• **PROBLEM TO SOLVE**
Across all entries below, how many lines include "word"? Only the number, please.

• **DATA RECORDS**

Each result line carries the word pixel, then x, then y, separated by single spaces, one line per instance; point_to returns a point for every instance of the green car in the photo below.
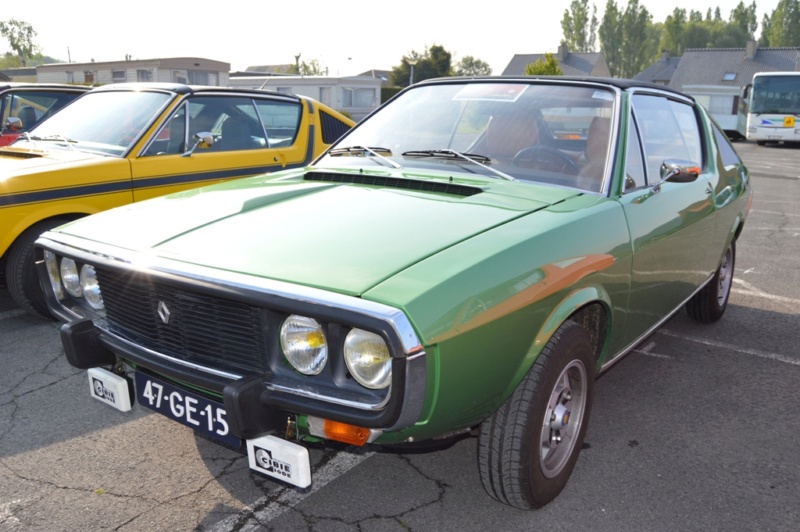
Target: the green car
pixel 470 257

---

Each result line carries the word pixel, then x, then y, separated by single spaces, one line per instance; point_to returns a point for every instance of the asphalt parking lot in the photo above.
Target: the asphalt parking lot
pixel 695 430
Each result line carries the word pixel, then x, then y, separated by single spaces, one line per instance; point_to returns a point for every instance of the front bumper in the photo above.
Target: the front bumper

• **OUTPUT FOR THIS TASK**
3